▶ _TASK INSTRUCTIONS_:
In the records below, find the line that contains "ok so I need the box for the perched" and the line that contains "just reply like 117, 256, 518, 571", then retype exactly those two lines and every line between them.

▶ _EXERCISE DATA_:
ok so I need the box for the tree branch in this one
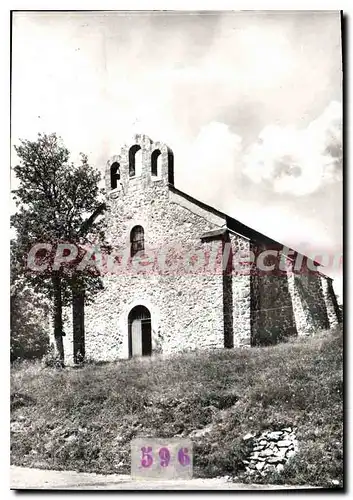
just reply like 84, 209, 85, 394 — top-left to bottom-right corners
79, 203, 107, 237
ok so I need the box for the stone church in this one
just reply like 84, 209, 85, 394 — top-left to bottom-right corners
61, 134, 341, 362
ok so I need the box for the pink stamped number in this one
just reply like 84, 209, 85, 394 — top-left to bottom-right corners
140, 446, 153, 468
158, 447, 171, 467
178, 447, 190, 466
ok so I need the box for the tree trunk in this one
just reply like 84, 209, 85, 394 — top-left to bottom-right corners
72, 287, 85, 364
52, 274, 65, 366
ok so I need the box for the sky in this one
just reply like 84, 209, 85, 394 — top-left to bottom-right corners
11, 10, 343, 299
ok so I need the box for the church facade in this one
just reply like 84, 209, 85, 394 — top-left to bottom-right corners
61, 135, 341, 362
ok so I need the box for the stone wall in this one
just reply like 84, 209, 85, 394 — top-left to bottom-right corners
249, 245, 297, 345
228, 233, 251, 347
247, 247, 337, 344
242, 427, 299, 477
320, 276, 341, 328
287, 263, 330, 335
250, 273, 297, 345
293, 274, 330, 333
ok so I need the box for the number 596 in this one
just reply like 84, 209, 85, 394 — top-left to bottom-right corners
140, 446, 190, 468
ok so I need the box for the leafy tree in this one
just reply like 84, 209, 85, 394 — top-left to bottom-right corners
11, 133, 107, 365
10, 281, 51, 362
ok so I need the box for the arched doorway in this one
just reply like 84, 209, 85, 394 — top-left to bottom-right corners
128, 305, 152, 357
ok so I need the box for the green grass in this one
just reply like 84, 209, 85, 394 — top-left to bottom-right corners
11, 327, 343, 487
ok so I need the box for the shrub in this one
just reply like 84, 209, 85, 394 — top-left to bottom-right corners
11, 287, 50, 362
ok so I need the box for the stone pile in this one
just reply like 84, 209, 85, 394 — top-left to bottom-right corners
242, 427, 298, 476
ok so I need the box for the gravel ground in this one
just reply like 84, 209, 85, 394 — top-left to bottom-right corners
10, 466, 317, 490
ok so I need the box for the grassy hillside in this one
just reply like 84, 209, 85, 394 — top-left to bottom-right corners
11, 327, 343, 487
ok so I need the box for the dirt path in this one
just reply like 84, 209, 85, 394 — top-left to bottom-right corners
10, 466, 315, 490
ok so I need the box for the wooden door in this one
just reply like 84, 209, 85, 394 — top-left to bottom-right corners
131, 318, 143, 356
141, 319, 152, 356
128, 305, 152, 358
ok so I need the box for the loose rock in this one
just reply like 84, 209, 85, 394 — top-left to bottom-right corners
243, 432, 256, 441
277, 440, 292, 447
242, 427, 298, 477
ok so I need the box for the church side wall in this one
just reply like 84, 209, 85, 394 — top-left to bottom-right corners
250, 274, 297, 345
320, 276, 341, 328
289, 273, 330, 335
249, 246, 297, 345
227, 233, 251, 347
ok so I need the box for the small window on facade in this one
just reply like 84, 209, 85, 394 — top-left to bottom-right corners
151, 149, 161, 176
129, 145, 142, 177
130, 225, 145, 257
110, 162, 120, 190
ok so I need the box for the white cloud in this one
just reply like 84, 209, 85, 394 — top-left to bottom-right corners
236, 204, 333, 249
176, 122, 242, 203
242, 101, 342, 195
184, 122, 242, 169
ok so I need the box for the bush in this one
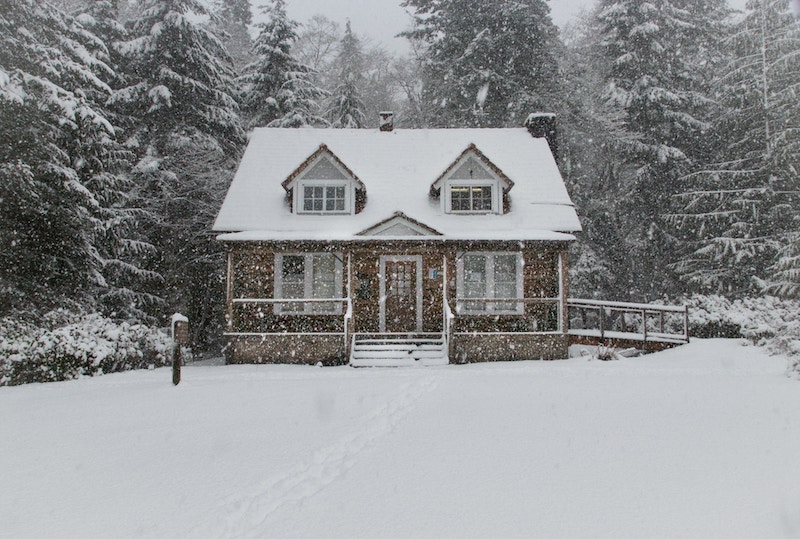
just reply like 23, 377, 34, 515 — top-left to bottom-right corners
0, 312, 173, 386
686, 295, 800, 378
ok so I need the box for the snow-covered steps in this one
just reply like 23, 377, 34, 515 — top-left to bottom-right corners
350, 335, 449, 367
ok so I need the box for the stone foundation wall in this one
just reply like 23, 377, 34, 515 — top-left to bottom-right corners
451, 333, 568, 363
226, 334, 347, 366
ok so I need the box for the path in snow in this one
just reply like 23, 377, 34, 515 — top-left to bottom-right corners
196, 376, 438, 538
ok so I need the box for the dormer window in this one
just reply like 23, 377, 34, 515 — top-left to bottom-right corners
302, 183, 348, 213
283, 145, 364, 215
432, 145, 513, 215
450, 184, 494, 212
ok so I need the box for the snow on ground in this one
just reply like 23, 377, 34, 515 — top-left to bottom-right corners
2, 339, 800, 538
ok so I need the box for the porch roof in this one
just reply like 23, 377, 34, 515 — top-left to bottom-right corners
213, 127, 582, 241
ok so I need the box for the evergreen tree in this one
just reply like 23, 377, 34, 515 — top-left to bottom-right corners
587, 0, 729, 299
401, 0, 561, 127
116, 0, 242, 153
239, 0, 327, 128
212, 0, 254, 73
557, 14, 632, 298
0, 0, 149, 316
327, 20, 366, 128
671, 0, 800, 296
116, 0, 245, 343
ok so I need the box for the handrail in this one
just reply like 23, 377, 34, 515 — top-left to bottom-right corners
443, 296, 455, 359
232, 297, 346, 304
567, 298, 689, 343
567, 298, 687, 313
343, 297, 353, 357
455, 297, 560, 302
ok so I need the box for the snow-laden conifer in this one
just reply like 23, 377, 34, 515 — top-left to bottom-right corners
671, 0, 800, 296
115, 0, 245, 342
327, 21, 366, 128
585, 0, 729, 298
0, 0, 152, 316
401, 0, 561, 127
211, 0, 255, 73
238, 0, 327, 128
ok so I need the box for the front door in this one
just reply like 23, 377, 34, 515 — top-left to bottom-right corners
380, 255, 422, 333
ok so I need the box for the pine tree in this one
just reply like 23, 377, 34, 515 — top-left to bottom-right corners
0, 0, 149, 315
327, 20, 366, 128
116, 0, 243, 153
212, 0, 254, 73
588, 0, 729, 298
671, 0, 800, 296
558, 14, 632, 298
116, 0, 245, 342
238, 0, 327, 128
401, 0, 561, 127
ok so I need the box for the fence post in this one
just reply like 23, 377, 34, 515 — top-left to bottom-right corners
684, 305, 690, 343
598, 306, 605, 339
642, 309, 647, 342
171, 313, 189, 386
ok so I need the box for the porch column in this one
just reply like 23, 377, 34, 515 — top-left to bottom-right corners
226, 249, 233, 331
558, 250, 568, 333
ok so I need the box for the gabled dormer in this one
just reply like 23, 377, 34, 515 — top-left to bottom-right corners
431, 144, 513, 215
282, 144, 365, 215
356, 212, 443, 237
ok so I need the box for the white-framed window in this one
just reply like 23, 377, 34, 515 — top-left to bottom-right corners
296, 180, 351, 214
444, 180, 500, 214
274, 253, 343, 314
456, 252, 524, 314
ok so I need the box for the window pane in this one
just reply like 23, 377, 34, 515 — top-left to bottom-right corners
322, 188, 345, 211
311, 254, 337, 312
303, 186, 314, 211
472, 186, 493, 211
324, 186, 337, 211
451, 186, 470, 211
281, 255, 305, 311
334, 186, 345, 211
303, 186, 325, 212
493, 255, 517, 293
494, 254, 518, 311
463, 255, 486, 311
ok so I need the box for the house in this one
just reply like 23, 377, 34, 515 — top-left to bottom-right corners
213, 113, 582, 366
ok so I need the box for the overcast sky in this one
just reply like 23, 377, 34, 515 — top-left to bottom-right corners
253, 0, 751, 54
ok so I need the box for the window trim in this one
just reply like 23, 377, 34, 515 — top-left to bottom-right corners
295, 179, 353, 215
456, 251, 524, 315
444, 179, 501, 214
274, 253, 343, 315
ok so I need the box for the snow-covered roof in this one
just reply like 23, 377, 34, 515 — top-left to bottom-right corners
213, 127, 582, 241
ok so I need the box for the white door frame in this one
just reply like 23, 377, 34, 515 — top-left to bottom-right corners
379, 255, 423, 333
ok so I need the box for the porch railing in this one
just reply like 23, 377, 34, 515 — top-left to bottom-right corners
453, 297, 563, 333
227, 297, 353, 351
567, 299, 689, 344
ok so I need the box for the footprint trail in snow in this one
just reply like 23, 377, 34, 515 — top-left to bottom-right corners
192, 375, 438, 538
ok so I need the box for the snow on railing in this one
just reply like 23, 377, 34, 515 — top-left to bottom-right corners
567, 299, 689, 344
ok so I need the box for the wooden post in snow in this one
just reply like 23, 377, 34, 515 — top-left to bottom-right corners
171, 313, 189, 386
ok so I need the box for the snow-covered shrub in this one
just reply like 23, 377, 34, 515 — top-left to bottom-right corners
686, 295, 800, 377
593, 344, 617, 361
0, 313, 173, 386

==

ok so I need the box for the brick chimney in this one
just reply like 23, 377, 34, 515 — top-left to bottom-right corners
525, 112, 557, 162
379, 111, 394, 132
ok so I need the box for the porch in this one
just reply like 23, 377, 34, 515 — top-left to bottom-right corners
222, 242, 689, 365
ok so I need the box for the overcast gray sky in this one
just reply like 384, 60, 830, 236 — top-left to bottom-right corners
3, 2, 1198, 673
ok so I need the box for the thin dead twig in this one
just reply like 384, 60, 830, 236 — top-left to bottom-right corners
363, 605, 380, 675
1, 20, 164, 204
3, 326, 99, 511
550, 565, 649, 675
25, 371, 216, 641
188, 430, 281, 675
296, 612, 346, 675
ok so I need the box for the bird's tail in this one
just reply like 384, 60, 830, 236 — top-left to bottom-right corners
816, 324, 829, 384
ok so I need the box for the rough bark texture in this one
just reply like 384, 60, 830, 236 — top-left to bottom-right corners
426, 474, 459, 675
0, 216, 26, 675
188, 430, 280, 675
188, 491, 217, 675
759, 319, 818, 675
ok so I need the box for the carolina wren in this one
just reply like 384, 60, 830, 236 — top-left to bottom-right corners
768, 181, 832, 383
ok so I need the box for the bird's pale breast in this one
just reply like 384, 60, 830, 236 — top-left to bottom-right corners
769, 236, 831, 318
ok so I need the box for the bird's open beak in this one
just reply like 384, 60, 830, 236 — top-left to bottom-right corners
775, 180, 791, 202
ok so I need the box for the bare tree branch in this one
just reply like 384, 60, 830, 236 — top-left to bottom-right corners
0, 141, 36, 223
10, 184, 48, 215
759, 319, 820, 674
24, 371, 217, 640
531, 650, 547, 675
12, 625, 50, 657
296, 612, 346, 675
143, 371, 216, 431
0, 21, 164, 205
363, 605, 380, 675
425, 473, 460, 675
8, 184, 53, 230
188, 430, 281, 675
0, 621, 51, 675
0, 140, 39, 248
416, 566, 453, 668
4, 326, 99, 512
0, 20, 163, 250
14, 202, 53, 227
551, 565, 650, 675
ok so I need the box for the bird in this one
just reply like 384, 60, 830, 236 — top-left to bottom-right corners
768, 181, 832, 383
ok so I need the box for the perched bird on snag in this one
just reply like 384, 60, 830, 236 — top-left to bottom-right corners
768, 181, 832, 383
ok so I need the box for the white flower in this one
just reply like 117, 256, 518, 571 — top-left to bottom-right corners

▶ _ANSWER SPACE_:
ok so I need the box for the perched bird on snag in this one
just reply like 384, 60, 830, 236 — top-left to bottom-right corners
768, 181, 832, 383
ok so I need the box for the white flower in this one
just reply like 117, 256, 518, 571 — top-left to bottom-right corners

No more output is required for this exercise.